== Trecho da página ==
☆ ☆ ☆

O coordenador nacional do MTST, Guilherme Boulos, expõe as razões que levaram o movimento a tornar-se um dos protagonistas dos protestos contra o Mundial.
Desde o início das obras da Arena Corinthians, há três anos,
os apartamentos no bairro de Itaquera, na zona leste de São Paulo, apresentaram
uma valorização de 50%, segundo o índice Finpe/Zap. Entre 2008 e 2011, o
aumento dos preços não passou de 10%. Não há como negar a relação entre o
advento da estrutura para a Copa do Mundo na região e a disparada da
especulação imobiliária. Nesse cenário, o Movimento dos Trabalhadores Sem-Teto
(MTST) tem assumido um protagonismo maior nos protestos contra o megaevento. Em
2 de junho, o grupo liderou a ocupação de um terreno em frente ao Parque do
Carmo, em Itaquera, a quatro quilômetros do palco de abertura do Mundial. Mais
de 2 mil famílias montaram barracões na chamada “Copa do Povo”. Na quinta-feira
8, o coletivo Resistência Urbana, capitaneado pelo MTST, organizou três frentes
de protestos em São Paulo. Os alvos foram as sedes das construtoras OAS,
Odebrecht e Andrade Gutierrez, responsáveis por erguer mais de metade das
arenas para a Copa.

☆ ☆ ☆

== Linhas fornecidas ==
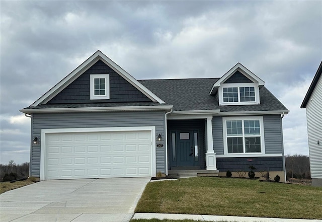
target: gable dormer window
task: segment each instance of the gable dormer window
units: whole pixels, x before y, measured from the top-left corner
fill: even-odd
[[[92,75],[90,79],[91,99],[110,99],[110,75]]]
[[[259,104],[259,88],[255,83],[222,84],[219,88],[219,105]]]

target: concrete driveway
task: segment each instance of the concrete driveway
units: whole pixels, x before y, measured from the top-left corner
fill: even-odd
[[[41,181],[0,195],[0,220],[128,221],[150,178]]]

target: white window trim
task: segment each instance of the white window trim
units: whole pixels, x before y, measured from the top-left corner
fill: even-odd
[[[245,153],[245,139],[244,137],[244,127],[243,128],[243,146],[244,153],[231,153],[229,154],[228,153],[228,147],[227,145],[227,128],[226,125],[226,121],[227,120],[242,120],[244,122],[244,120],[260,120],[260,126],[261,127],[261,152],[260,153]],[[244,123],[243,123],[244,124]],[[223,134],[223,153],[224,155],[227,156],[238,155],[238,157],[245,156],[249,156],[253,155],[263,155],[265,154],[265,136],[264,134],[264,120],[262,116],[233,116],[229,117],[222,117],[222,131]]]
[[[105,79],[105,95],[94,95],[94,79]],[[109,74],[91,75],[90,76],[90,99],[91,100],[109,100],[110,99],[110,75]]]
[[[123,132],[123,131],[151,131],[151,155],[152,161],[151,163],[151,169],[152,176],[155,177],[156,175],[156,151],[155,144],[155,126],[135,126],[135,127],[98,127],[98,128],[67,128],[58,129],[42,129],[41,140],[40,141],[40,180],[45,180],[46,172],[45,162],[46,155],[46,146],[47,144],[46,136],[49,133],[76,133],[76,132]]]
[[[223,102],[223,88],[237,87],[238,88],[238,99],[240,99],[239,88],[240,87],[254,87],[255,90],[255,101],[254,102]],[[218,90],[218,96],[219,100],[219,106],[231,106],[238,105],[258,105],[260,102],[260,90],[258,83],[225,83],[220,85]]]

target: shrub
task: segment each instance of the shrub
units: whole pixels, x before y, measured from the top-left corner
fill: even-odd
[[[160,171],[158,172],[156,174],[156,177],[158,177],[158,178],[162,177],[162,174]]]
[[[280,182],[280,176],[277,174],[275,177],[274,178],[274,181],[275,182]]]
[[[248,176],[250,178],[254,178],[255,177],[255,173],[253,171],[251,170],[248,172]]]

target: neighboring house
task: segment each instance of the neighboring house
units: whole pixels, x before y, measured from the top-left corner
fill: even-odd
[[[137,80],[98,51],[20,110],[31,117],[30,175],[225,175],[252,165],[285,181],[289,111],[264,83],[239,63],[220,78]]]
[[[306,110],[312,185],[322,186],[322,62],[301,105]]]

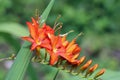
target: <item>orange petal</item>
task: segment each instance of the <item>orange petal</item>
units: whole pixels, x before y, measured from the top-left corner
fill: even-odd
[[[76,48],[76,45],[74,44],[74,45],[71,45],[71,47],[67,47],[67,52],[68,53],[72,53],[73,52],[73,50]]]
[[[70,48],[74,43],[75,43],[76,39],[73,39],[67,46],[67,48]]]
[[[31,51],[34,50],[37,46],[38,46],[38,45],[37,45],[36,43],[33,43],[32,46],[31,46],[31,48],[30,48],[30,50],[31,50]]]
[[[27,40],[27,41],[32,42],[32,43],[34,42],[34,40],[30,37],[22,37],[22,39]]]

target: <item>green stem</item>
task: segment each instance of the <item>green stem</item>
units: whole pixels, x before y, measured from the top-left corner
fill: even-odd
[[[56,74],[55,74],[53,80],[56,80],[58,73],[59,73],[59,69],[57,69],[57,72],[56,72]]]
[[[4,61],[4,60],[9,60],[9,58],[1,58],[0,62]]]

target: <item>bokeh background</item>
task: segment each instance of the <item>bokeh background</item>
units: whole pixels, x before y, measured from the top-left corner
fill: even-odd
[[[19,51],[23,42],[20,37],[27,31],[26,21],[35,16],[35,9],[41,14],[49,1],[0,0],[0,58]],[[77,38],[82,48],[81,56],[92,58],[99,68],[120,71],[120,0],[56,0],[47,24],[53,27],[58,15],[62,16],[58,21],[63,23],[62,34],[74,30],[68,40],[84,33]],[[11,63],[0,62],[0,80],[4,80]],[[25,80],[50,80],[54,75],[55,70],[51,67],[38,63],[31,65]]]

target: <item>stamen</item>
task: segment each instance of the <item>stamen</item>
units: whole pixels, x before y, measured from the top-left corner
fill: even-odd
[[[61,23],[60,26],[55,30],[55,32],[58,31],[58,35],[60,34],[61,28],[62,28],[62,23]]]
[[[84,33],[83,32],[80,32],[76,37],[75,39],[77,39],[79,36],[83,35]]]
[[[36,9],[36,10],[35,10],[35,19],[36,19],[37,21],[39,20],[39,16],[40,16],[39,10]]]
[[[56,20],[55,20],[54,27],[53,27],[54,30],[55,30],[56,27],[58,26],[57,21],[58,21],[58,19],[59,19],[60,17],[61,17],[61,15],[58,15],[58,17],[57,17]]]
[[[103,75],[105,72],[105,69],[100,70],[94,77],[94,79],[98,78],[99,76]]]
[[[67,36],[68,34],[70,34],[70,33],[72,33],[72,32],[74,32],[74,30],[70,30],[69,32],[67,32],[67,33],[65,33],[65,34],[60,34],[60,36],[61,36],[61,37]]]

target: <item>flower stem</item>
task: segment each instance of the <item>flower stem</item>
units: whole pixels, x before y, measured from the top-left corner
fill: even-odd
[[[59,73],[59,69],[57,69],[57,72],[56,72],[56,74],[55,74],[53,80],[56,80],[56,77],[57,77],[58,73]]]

☆ ☆ ☆

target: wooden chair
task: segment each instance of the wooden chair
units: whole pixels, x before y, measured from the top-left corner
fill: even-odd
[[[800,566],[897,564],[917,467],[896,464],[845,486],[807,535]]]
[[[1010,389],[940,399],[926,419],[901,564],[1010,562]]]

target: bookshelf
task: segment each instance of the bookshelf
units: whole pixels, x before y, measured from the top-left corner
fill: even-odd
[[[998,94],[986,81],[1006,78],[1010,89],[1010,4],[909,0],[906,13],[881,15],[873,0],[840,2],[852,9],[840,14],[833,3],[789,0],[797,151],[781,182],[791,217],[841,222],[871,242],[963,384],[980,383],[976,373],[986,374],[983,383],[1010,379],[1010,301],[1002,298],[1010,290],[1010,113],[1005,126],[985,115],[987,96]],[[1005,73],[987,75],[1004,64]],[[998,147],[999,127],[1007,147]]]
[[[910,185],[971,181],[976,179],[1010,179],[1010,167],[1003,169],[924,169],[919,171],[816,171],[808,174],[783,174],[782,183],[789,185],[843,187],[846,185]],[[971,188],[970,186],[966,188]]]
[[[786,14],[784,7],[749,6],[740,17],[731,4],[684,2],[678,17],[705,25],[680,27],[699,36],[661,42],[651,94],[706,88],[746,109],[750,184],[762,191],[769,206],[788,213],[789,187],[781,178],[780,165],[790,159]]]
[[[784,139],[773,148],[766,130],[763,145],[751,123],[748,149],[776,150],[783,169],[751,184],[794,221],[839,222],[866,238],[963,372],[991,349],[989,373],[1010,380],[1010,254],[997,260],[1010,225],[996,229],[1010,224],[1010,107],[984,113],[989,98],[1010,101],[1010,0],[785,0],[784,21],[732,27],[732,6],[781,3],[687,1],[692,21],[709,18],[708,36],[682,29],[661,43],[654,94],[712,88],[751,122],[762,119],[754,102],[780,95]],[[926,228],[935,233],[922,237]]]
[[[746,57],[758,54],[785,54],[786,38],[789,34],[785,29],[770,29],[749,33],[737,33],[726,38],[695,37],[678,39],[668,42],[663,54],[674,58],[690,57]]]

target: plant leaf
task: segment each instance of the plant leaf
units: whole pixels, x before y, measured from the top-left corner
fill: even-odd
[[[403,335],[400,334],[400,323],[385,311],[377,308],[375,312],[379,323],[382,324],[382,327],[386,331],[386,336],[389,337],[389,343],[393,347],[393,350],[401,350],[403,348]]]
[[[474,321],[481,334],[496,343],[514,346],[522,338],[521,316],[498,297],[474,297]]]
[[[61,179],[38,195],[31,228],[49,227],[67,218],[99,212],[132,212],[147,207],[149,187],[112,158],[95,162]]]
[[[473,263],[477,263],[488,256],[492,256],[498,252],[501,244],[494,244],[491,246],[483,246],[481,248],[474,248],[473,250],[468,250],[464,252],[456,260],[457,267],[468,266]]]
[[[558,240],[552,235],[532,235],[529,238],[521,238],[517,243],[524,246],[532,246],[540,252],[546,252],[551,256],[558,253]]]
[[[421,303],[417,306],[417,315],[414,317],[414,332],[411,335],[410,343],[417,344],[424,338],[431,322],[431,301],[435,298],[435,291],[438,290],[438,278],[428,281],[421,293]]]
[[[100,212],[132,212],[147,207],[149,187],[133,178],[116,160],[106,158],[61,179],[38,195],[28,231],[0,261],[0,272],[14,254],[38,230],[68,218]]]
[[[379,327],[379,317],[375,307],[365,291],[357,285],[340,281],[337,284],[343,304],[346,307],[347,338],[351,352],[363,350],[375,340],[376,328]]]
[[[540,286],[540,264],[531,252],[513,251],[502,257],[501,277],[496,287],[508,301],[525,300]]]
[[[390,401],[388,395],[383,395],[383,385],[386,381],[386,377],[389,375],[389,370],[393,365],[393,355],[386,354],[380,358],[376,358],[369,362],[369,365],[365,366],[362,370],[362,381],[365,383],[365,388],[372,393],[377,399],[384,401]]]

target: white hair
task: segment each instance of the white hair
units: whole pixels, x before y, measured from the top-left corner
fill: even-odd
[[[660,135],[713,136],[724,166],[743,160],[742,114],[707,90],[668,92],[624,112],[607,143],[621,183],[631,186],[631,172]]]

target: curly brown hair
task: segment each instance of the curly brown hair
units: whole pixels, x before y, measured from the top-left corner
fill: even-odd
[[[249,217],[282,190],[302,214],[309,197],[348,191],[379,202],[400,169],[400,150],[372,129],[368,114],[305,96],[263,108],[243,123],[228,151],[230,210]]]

☆ ☆ ☆

== Conjunto de tarefas ==
1. Devolva, sem alterações, a parte do texto sobre o MTST e a Copa de "O coordenador nacional" a "contra o Mundial.".
2. Localize e copie cada uma das linhas fornecidas que contenha a palavra "plant". Diferencie maiúsculas de minúsculas.

== Resultados por tarefa ==
1.
O coordenador nacional do MTST, Guilherme Boulos, expõe as razões que levaram o movimento a tornar-se um dos protagonistas dos protestos contra o Mundial.

2.
target: plant leaf
task: segment each instance of the plant leaf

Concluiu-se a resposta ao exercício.